Copy each line from the data that has the word "below" in it.

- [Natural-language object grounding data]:
---*---
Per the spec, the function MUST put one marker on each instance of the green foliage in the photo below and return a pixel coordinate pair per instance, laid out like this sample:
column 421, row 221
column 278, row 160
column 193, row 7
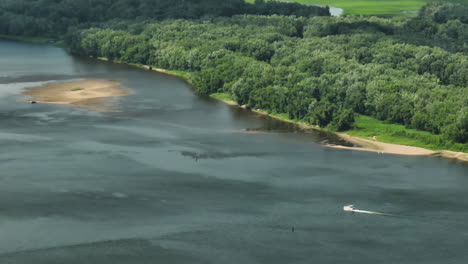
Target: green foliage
column 374, row 7
column 321, row 70
column 368, row 127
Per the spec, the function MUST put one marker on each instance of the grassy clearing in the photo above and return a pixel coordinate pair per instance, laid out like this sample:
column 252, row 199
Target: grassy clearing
column 367, row 127
column 374, row 7
column 38, row 40
column 222, row 96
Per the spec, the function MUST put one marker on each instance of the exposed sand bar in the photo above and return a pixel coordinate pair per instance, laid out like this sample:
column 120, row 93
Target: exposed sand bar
column 86, row 93
column 380, row 147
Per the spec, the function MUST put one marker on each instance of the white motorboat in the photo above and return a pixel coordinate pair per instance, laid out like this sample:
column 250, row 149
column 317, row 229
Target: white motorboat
column 349, row 208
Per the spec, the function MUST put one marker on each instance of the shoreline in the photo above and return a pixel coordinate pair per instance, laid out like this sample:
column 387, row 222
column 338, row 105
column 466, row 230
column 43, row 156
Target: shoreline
column 368, row 145
column 361, row 144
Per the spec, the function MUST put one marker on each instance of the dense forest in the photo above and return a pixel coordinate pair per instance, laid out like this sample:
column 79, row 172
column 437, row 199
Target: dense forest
column 52, row 17
column 318, row 69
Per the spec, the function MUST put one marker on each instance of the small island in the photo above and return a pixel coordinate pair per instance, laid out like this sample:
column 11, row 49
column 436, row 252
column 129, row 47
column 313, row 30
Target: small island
column 85, row 93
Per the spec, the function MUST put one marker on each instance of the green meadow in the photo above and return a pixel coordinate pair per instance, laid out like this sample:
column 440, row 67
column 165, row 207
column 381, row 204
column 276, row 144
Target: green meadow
column 367, row 127
column 374, row 7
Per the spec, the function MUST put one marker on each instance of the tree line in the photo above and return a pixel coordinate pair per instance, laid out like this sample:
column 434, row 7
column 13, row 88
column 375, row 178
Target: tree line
column 320, row 70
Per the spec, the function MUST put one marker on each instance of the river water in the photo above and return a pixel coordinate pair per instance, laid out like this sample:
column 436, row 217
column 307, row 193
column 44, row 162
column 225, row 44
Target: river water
column 174, row 178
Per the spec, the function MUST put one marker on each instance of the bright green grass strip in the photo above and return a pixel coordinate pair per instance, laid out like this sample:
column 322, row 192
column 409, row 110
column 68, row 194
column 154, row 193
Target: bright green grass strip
column 222, row 96
column 374, row 7
column 186, row 75
column 39, row 40
column 367, row 127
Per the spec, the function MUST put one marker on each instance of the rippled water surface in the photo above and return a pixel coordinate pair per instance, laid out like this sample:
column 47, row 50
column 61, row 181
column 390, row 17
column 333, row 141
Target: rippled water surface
column 175, row 178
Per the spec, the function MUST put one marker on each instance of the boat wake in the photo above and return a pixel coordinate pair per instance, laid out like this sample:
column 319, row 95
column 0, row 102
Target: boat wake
column 350, row 208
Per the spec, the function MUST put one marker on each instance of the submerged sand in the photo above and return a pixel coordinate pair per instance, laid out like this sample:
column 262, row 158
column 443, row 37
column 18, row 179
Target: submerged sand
column 87, row 93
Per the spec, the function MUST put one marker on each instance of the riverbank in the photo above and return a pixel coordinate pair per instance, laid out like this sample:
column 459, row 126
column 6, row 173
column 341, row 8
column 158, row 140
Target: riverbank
column 362, row 143
column 86, row 93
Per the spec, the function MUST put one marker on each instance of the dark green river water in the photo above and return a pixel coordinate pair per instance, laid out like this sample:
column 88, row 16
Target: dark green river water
column 173, row 178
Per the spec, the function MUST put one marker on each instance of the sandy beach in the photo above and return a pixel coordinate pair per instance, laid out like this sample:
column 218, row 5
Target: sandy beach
column 386, row 148
column 370, row 145
column 87, row 93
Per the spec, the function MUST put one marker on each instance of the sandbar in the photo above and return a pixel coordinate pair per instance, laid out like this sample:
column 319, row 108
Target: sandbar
column 85, row 93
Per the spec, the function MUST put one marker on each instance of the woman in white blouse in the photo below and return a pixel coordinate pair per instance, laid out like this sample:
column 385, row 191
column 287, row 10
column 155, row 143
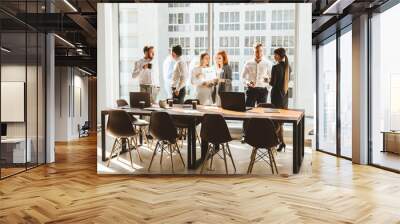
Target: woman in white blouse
column 204, row 80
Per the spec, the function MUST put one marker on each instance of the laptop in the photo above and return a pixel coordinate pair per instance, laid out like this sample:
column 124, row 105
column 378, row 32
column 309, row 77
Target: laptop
column 136, row 97
column 235, row 101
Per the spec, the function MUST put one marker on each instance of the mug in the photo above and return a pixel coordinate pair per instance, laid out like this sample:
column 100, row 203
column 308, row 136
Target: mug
column 142, row 104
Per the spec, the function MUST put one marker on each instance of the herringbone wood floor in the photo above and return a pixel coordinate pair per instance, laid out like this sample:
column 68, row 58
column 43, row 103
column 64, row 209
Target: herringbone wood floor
column 70, row 191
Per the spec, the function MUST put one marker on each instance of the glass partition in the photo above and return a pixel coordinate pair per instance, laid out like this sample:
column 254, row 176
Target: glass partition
column 346, row 94
column 327, row 96
column 385, row 89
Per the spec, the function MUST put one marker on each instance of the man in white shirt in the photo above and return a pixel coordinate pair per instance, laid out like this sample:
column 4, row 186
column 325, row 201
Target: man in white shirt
column 179, row 75
column 256, row 74
column 145, row 72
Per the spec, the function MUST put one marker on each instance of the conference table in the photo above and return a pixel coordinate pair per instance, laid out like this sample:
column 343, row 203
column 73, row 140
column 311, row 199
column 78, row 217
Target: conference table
column 290, row 116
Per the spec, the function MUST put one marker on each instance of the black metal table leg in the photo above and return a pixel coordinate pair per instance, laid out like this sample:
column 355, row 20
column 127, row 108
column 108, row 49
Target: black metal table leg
column 103, row 136
column 295, row 148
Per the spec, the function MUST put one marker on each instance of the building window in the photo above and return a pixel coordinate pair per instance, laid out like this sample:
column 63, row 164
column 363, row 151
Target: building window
column 249, row 43
column 235, row 69
column 201, row 21
column 178, row 5
column 183, row 41
column 282, row 19
column 229, row 21
column 179, row 22
column 230, row 45
column 200, row 45
column 255, row 20
column 286, row 42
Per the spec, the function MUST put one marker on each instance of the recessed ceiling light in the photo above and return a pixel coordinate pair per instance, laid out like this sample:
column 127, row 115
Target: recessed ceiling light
column 5, row 50
column 70, row 5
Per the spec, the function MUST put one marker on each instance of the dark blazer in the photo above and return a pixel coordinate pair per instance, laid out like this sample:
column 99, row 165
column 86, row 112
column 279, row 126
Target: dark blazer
column 227, row 75
column 278, row 96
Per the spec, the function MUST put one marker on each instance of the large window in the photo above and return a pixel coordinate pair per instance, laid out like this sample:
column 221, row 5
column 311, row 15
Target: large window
column 235, row 29
column 229, row 21
column 327, row 96
column 385, row 89
column 22, row 103
column 346, row 94
column 255, row 20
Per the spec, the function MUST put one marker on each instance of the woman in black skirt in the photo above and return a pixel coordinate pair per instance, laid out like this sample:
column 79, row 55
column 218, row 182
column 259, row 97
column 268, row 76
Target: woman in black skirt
column 280, row 85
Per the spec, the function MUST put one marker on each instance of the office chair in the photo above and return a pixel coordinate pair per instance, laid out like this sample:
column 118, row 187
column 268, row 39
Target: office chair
column 120, row 127
column 164, row 130
column 214, row 130
column 260, row 134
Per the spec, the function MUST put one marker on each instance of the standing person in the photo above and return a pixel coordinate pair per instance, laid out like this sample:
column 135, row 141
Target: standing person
column 280, row 85
column 256, row 74
column 202, row 80
column 179, row 75
column 224, row 75
column 145, row 72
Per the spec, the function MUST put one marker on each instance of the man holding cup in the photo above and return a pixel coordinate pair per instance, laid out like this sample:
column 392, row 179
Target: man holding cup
column 145, row 72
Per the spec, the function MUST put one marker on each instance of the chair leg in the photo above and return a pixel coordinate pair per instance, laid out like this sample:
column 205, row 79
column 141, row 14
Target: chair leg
column 134, row 140
column 154, row 153
column 205, row 160
column 170, row 155
column 212, row 158
column 230, row 155
column 112, row 151
column 273, row 159
column 130, row 152
column 252, row 158
column 270, row 161
column 226, row 165
column 162, row 152
column 179, row 152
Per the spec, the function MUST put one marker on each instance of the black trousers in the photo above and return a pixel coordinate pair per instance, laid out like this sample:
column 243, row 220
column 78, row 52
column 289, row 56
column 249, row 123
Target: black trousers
column 180, row 99
column 256, row 95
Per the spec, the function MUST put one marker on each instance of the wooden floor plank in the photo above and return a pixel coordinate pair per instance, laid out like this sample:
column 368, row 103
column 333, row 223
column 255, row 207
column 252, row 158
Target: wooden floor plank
column 71, row 191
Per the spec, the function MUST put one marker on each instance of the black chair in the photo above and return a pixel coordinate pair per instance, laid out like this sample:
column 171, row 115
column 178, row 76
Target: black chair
column 189, row 101
column 164, row 130
column 261, row 134
column 278, row 125
column 140, row 124
column 214, row 130
column 122, row 103
column 120, row 127
column 182, row 123
column 83, row 131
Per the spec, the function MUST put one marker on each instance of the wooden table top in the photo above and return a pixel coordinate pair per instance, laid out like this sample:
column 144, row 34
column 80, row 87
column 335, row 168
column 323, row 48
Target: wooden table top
column 186, row 110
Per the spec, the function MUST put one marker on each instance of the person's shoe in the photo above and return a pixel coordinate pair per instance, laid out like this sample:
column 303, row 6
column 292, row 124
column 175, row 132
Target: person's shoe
column 281, row 146
column 242, row 140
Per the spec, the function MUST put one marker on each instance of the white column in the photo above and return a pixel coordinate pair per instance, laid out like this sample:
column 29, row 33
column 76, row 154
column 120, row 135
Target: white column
column 360, row 90
column 107, row 57
column 50, row 99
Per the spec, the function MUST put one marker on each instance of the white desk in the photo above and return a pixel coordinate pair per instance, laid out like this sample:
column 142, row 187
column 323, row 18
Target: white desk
column 16, row 146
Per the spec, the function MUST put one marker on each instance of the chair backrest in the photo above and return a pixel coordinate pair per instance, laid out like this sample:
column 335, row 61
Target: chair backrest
column 120, row 124
column 136, row 97
column 260, row 133
column 235, row 101
column 266, row 105
column 189, row 101
column 162, row 127
column 122, row 103
column 214, row 129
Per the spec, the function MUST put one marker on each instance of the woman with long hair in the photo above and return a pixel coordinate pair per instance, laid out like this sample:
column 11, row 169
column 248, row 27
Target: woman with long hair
column 224, row 75
column 202, row 80
column 280, row 86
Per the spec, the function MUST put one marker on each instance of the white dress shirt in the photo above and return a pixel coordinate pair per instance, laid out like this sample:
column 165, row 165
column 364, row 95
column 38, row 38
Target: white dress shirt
column 145, row 75
column 257, row 72
column 180, row 74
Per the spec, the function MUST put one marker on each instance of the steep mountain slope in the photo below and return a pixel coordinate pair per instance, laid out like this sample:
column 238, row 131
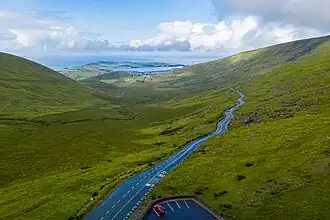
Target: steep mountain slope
column 62, row 143
column 225, row 72
column 274, row 162
column 28, row 88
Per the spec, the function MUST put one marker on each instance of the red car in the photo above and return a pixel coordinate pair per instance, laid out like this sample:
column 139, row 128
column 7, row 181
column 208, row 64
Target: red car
column 160, row 211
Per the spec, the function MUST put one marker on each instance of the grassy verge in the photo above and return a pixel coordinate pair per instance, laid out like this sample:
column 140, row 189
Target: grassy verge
column 53, row 164
column 274, row 163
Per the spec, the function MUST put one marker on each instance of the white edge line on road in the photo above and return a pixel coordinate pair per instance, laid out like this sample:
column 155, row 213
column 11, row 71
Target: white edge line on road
column 178, row 204
column 156, row 213
column 186, row 204
column 170, row 206
column 183, row 153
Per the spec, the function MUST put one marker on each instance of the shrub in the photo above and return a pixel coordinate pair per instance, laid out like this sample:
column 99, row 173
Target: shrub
column 240, row 177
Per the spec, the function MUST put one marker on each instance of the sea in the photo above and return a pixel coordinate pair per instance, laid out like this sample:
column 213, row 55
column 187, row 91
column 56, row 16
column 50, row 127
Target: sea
column 59, row 62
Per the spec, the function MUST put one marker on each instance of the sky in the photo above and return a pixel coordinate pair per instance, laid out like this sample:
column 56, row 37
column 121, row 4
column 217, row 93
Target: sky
column 38, row 28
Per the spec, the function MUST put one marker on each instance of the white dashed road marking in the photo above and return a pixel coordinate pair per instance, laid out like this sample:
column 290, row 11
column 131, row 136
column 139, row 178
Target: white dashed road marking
column 186, row 204
column 178, row 204
column 156, row 213
column 170, row 206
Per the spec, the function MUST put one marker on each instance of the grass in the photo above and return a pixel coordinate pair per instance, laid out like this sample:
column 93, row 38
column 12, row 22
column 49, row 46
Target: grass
column 29, row 89
column 274, row 161
column 62, row 142
column 54, row 157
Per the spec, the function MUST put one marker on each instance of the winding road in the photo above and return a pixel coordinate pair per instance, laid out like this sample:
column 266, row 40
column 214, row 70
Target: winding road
column 130, row 195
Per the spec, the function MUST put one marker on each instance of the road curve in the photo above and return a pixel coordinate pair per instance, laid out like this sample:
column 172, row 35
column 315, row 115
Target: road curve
column 130, row 195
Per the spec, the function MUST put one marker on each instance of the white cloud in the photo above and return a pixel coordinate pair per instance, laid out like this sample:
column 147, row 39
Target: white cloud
column 248, row 33
column 261, row 23
column 300, row 13
column 30, row 32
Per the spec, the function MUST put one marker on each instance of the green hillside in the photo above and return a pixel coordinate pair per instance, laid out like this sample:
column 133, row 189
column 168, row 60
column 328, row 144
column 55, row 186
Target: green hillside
column 57, row 151
column 223, row 73
column 274, row 162
column 62, row 142
column 29, row 89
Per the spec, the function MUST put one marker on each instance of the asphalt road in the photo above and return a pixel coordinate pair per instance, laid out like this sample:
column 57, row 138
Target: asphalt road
column 130, row 195
column 181, row 210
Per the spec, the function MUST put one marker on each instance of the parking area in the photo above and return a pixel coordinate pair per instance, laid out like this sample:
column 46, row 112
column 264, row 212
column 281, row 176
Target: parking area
column 181, row 209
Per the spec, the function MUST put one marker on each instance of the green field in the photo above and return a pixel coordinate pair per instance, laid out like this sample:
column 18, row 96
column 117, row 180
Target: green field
column 274, row 162
column 62, row 142
column 56, row 151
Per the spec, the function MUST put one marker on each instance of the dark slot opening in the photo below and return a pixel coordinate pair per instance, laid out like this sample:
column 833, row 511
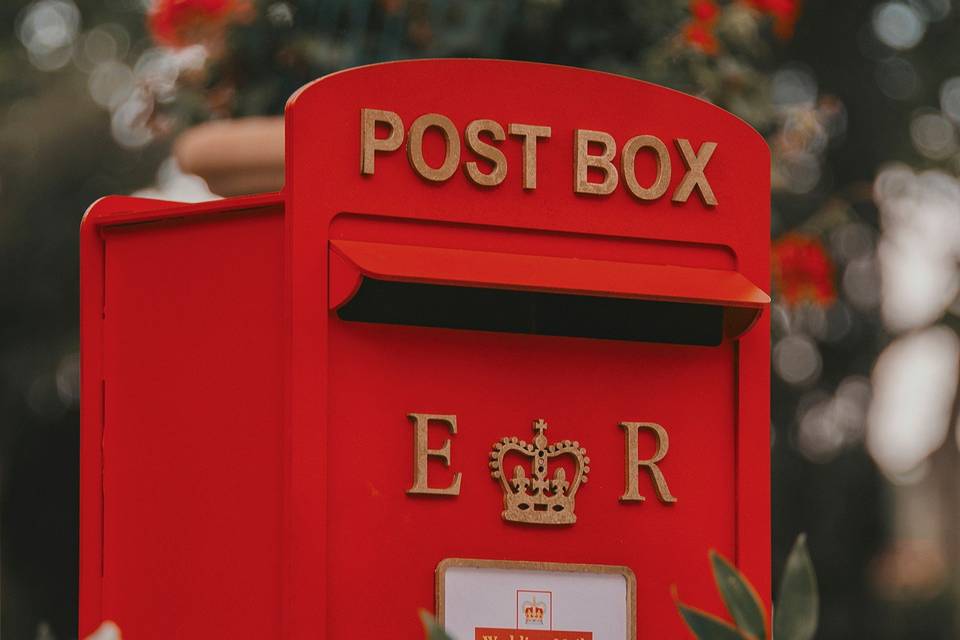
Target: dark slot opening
column 538, row 313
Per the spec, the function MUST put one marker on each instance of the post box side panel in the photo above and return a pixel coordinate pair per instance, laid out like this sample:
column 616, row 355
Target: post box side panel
column 192, row 437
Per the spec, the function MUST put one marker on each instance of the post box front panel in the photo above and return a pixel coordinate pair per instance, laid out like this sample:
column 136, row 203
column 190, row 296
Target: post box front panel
column 384, row 543
column 192, row 432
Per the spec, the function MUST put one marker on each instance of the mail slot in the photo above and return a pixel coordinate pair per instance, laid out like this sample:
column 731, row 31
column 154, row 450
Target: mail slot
column 498, row 350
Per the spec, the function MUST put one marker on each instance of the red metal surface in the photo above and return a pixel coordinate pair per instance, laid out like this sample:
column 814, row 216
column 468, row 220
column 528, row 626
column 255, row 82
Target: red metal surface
column 254, row 464
column 547, row 273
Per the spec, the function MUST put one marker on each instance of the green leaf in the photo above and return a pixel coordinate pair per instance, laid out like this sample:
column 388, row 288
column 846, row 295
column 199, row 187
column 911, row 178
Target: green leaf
column 706, row 626
column 795, row 616
column 434, row 630
column 740, row 597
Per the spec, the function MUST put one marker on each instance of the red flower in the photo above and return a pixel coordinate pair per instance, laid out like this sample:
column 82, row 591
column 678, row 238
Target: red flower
column 700, row 36
column 802, row 270
column 784, row 13
column 179, row 23
column 704, row 10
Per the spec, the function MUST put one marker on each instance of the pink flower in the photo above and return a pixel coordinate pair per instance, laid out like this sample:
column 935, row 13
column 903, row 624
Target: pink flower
column 802, row 270
column 179, row 23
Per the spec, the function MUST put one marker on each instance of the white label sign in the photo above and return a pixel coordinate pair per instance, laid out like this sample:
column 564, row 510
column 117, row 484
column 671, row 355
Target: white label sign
column 492, row 600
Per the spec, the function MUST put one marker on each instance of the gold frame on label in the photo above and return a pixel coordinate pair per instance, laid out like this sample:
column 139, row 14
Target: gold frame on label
column 526, row 565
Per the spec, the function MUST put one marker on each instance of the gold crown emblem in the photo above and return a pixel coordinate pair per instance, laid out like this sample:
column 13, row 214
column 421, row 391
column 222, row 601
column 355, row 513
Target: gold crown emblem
column 533, row 611
column 539, row 499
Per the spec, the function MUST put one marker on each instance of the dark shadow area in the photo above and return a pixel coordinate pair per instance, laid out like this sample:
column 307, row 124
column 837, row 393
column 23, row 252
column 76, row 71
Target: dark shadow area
column 531, row 312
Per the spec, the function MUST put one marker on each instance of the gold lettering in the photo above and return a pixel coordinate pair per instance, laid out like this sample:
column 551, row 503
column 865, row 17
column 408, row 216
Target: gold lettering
column 370, row 144
column 696, row 164
column 659, row 186
column 486, row 151
column 422, row 453
column 632, row 492
column 603, row 162
column 451, row 139
column 530, row 134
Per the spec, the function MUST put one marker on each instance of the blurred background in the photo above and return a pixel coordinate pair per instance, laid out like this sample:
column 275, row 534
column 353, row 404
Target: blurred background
column 858, row 99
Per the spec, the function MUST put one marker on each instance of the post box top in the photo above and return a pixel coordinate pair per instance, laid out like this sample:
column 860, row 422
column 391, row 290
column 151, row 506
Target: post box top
column 676, row 168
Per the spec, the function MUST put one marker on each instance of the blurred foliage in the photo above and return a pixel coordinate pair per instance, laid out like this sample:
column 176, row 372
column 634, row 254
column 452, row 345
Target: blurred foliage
column 795, row 616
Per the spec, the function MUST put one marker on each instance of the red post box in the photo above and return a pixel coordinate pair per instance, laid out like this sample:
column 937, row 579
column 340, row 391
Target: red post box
column 499, row 349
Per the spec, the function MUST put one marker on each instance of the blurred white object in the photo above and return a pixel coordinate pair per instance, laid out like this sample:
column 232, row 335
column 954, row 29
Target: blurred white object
column 235, row 157
column 174, row 184
column 920, row 247
column 914, row 382
column 106, row 631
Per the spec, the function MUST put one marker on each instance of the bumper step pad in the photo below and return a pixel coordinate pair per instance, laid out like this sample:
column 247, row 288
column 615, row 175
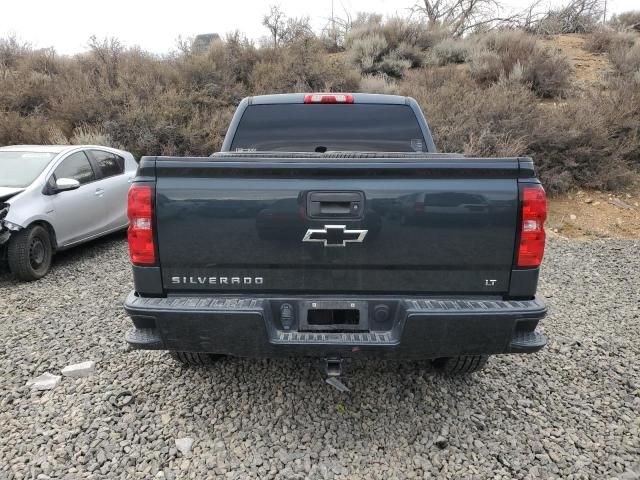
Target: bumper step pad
column 351, row 338
column 417, row 327
column 527, row 342
column 144, row 338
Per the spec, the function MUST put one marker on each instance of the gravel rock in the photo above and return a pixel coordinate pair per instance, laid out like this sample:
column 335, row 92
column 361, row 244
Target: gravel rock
column 79, row 370
column 570, row 411
column 46, row 381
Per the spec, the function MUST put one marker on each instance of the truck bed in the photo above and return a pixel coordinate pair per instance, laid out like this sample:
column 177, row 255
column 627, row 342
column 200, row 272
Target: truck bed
column 434, row 223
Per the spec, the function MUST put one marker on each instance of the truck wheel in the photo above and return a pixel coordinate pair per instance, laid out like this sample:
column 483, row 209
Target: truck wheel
column 460, row 365
column 29, row 253
column 194, row 359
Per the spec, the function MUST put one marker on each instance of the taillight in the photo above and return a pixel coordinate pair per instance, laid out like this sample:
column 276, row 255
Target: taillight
column 328, row 98
column 140, row 211
column 534, row 213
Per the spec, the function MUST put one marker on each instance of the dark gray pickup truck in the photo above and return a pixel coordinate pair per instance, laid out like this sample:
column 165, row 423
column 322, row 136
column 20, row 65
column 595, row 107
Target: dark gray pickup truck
column 329, row 226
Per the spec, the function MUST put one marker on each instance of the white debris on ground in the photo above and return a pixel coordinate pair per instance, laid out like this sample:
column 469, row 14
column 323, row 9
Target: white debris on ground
column 79, row 370
column 184, row 445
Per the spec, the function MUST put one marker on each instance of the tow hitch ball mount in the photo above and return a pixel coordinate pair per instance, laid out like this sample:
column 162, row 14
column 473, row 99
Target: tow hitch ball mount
column 333, row 370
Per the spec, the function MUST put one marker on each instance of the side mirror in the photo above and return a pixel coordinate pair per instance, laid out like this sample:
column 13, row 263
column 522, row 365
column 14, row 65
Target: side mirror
column 64, row 184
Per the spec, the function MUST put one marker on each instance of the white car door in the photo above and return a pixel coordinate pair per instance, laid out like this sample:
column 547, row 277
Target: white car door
column 78, row 213
column 115, row 180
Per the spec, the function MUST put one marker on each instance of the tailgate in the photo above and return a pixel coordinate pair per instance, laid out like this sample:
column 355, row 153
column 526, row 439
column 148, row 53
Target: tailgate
column 442, row 225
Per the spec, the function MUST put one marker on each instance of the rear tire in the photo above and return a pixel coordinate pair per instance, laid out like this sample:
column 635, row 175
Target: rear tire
column 195, row 359
column 29, row 253
column 462, row 365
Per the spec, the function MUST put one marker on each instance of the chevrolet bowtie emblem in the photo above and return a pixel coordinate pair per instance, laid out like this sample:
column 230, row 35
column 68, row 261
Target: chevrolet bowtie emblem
column 335, row 235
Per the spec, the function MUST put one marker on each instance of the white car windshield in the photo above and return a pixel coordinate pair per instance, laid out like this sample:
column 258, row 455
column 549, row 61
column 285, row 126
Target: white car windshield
column 20, row 169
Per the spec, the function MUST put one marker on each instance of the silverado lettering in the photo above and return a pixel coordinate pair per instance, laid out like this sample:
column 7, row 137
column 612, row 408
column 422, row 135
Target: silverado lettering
column 373, row 243
column 217, row 280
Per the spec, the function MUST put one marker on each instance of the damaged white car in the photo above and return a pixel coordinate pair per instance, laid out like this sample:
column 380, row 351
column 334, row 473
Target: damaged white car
column 56, row 197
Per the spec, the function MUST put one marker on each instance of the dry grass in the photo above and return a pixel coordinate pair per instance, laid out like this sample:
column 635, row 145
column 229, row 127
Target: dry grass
column 489, row 105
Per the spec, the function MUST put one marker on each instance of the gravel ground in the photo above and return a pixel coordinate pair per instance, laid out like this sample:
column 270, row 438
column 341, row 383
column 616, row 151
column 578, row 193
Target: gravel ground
column 571, row 411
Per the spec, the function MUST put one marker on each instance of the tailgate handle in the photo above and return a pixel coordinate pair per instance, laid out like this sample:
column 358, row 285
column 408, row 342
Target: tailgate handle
column 335, row 204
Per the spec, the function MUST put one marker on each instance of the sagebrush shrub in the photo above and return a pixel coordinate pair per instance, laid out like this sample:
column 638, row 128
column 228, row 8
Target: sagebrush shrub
column 626, row 60
column 626, row 20
column 603, row 41
column 378, row 84
column 448, row 51
column 496, row 55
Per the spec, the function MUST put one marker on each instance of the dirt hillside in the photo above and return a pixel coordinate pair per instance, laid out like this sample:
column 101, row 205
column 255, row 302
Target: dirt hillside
column 592, row 214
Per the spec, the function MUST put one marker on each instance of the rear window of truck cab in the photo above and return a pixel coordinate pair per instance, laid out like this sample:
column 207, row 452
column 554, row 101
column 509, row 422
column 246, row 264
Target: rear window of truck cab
column 328, row 127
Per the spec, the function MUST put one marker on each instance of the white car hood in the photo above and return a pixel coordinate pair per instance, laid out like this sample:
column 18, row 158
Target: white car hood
---*---
- [ANSWER SECTION]:
Per the spec, the function MUST put one marker on each instance of the green foliage in the photo below and return a pixel coordinate pair per instance, laid out like this sample:
Per the spec, the function MUST put one marker on each instance of the woman in white blouse in the photo below and return a pixel coordinate pair per instance, laid out like this sample:
Per the spec, the function MUST put one marker on each instance of the steep mountain slope in the photo below and return a pixel coordinate pair per instance, laid out like this sample:
Per the spec, the function MUST put one marker on each instance of the dark slot opening in the photo below and return a pixel coordinate pair per instance, laid out like this sample:
Per the spec, the function MUST put one marker on each instance of the bumper step pad in the photo below and return a pixel coordinate pair per instance, laid out like this sample:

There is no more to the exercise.